Written task a
Retype everything in the Clive Simpson page from "A protest by" down to "Dream Chaser mini-shuttle.", keeping every word and mark unchanged.

Text shown
----------

Clive Simpson - Journalist and writer

Clive Simpson is Managing Editor of 'ROOM - The Space Journal' and also works as a freelance writer and editor for national and regional magazines, newspapers, news websites and media agencies.

He has written hundreds of news and feature articles, annual reports, websites and blogs, as well as contributing to several books.

Clive works extensively in the space and aerospace industries in both the UK and Europe, and was Editor of Spaceflight magazine for 10 years.

Based near Peterborough, he is happy to travel anywhere in the world to cover news stories, write feature articles or report on conferences.

Spaceplane protest fails

A protest by Sierra Nevada Corp challenging NASA’s selection of competitors Boeing and SpaceX to build commercial human-rated space capsules to fly astronauts to the International Space Station (ISS) has been overruled by the US Government Accountability Office (GAO).

The decision, announced this week, upholds US $6.8 billion in contract awards to Boeing and SpaceX, in favour of a proposal by Sierra Nevada to develop its Dream Chaser mini-shuttle.

Sierra Nevada claimed it could develop its commercial spacecraft – capable of launching with up to seven astronauts and returning to Earth for a runway landing – at less cost than Boeing when it filed its protest with the GAO at the end of September.

----------

Material
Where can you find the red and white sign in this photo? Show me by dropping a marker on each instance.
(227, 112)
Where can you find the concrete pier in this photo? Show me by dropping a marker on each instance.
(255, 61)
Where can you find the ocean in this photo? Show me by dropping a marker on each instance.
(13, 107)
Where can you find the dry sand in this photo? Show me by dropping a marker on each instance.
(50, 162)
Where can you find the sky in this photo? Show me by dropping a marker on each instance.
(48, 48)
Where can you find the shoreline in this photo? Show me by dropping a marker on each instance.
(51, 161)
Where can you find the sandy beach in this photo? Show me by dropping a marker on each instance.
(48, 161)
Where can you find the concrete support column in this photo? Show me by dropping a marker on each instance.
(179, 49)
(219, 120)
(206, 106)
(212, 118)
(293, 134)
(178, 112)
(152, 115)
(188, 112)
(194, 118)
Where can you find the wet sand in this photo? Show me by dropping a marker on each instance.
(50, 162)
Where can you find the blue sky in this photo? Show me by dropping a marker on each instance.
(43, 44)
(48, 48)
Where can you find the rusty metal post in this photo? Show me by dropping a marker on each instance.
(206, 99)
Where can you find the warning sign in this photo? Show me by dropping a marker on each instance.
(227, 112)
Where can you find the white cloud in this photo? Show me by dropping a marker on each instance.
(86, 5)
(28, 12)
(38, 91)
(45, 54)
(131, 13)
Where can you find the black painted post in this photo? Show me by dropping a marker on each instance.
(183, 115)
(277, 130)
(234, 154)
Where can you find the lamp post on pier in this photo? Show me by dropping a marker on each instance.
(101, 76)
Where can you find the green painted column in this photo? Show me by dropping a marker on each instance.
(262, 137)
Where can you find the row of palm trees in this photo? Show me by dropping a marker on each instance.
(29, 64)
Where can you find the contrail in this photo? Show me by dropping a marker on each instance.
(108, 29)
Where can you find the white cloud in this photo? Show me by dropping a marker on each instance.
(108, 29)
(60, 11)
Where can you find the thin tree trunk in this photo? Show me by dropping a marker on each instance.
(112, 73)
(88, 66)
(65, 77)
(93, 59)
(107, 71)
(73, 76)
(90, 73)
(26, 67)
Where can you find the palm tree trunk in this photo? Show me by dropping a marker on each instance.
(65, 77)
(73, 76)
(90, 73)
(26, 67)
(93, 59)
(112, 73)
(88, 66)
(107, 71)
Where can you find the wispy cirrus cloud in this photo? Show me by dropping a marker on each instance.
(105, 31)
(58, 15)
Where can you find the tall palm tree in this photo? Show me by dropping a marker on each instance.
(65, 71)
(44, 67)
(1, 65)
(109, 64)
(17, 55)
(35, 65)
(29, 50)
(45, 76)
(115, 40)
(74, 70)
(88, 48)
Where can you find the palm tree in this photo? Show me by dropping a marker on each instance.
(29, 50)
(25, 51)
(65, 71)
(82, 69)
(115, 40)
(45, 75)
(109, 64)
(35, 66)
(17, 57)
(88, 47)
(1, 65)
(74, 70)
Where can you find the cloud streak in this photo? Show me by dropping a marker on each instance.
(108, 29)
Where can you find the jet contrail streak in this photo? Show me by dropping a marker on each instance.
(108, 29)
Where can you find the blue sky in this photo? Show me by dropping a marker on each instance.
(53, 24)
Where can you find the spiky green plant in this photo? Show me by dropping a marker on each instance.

----------

Written task b
Echo everything in the records from the line that contains "Where can you find the palm tree trunk" down to the end of the records, including both ends.

Right answer a
A protest by Sierra Nevada Corp challenging NASA’s selection of competitors Boeing and SpaceX to build commercial human-rated space capsules to fly astronauts to the International Space Station (ISS) has been overruled by the US Government Accountability Office (GAO).

The decision, announced this week, upholds US $6.8 billion in contract awards to Boeing and SpaceX, in favour of a proposal by Sierra Nevada to develop its Dream Chaser mini-shuttle.

Right answer b
Where can you find the palm tree trunk in this photo? Show me by dropping a marker on each instance.
(65, 77)
(73, 76)
(90, 73)
(26, 67)
(93, 59)
(112, 73)
(88, 66)
(107, 71)
Where can you find the wispy cirrus cloud in this photo? Show me by dropping a marker on each instance.
(105, 31)
(58, 15)
Where can you find the tall palm tree in this photo? Show me by dropping a marker on each instance.
(65, 71)
(44, 67)
(1, 65)
(109, 64)
(17, 55)
(35, 65)
(29, 50)
(45, 76)
(115, 40)
(74, 70)
(88, 48)
Where can you find the palm tree in this photo? Show me by dropping a marker on each instance.
(29, 50)
(25, 51)
(65, 71)
(82, 69)
(115, 40)
(45, 75)
(109, 64)
(35, 66)
(17, 57)
(88, 47)
(1, 65)
(74, 70)
Where can you find the cloud streak in this photo? Show me by dropping a marker on each instance.
(108, 29)
Where can you find the jet contrail streak in this photo? Show me by dropping a marker on each instance.
(108, 29)
Where can you find the blue sky in this photo? Show me by dropping a marker on each instance.
(53, 24)
Where can you find the spiky green plant in this photo? Show me by dropping a marker on each instance.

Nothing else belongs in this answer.